→ **YOUR INSTRUCTIONS**
Scale the entries from the start through the line with "point(455, 557)", rewriting every line with the requests included and multiplying each point coordinate in the answers by 0.45, rounded to the nearest whole number with halves rounded up. Leave the pictures out, and do not change the numbers in the requests or their format samples.

→ **SUPPLIED DATA**
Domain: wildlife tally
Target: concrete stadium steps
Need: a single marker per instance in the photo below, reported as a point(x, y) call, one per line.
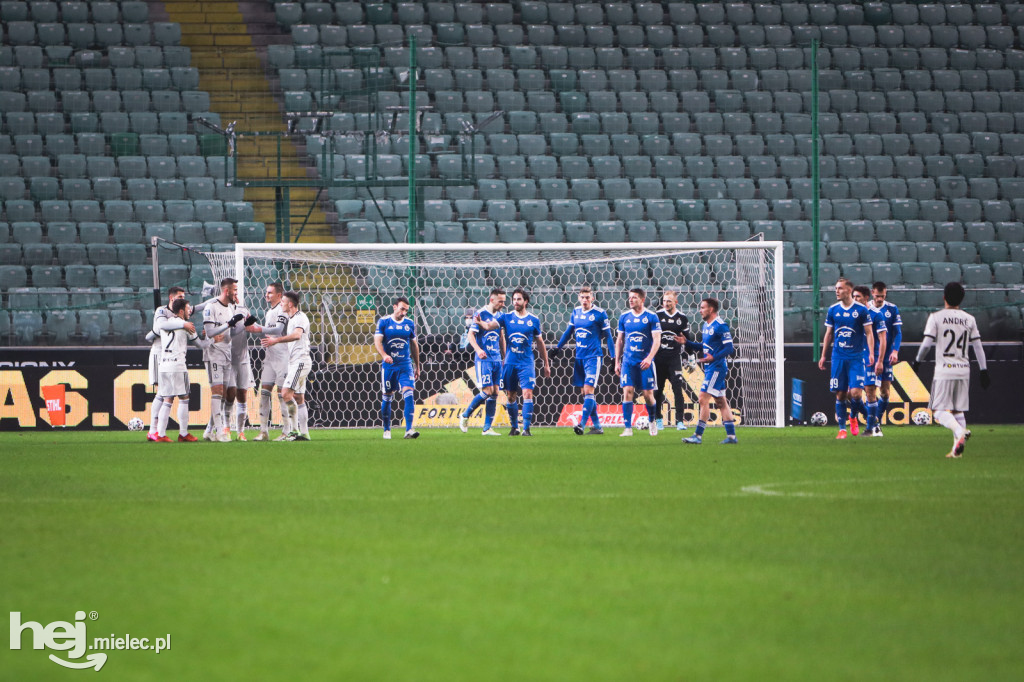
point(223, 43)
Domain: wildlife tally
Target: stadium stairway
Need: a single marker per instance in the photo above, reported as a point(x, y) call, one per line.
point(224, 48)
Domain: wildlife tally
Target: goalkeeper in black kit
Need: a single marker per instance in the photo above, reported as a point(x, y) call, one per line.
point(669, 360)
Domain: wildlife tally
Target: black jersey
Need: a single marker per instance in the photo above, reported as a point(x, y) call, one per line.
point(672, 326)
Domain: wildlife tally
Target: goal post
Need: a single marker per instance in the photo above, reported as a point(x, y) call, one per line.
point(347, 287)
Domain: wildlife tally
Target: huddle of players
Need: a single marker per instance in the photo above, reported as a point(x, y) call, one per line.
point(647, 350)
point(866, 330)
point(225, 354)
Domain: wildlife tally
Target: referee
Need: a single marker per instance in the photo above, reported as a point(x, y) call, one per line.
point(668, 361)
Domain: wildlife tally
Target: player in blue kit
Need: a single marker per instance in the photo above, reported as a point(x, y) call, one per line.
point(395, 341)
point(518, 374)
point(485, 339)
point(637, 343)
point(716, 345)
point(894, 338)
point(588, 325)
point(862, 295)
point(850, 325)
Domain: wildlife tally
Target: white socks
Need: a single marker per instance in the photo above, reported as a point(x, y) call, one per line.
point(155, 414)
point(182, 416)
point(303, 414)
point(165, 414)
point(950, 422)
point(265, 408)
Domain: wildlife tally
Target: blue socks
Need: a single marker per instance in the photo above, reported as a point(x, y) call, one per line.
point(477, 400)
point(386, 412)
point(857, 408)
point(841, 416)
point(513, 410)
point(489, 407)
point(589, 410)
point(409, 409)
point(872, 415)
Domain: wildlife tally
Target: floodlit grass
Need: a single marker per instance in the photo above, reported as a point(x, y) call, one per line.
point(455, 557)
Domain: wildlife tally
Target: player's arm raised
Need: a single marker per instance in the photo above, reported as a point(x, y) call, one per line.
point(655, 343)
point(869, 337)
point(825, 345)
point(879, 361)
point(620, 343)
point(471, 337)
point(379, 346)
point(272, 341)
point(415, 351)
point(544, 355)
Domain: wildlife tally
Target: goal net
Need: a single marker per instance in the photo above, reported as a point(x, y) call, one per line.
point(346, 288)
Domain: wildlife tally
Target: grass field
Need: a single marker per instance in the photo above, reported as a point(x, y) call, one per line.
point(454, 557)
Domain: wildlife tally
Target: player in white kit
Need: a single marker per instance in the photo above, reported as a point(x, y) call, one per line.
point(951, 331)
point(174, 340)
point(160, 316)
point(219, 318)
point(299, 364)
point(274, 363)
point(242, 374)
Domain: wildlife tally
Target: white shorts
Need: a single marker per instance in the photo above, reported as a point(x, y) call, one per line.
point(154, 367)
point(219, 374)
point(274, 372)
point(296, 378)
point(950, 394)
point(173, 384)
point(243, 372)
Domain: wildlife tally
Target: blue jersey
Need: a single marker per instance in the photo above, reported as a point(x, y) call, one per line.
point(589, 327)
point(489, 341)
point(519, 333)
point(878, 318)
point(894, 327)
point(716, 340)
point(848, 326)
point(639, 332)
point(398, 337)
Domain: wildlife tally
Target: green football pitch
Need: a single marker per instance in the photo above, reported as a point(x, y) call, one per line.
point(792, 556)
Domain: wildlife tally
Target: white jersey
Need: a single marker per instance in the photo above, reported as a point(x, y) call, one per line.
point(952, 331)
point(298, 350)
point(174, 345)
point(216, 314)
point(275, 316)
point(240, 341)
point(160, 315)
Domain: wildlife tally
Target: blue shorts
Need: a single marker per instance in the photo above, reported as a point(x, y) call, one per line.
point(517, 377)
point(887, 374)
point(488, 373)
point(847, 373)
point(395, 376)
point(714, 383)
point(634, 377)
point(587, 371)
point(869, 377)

→ **FINAL RESULT**
Domain: wildlife tally
Target: concrete stadium steps
Need: a single marker per instance in the photo below, reported as a point(x, y) call, one per line.
point(100, 19)
Domain: wildlife tally
Target: stadium stairway
Need: a single marker per instance in the photo above, reported as a point(x, y) call, one per line.
point(101, 22)
Domain: wildlife tally
Target: goalkeeper in black kit
Need: a single marker per instance in the photo above, reported as a point(x, y) call, one per line.
point(301, 162)
Domain: wildlife tally
Target: black jersey
Need: a single marker per instance in the photo above, reported as a point(x, y) call, one per line.
point(302, 147)
Domain: wildlife tally
Target: goal post
Need: a single marker per instance in the photo above, reported as a point(x, y) call, one per line.
point(156, 129)
Domain: wildlife tally
Target: huddle of players
Need: a single marker per instance in the photo above, reported as a point(x, y) call, one per line.
point(291, 158)
point(390, 149)
point(101, 159)
Domain: wildlife tally
Target: referee
Need: a single marker per instance in the photo above, reported as a point(x, y) call, one per line.
point(301, 162)
Domain: wildlife tally
Target: player in blue kit
Need: a single marker per instance in the photo above, reported as a point(x, y) call, one per line.
point(178, 153)
point(233, 168)
point(218, 153)
point(287, 154)
point(322, 155)
point(402, 152)
point(265, 146)
point(388, 133)
point(383, 146)
Domain: wildlife tally
Target: white socks
Need: a single marker per instance in the photo above, reported as a point(x, y) call, one per line.
point(70, 186)
point(82, 187)
point(136, 186)
point(74, 186)
point(428, 190)
point(119, 184)
Domain: wildlife tally
Target: blue socks
Need: a single marker per instance in the photo above, reported as a point(x, y) call, one per line.
point(215, 180)
point(174, 185)
point(386, 184)
point(378, 187)
point(231, 185)
point(220, 183)
point(265, 185)
point(184, 184)
point(392, 187)
Domain: wildlife tally
Target: floodlit grass
Need: a single marker per instance in the photo above, reported as a point(x, y) call, one per line.
point(205, 251)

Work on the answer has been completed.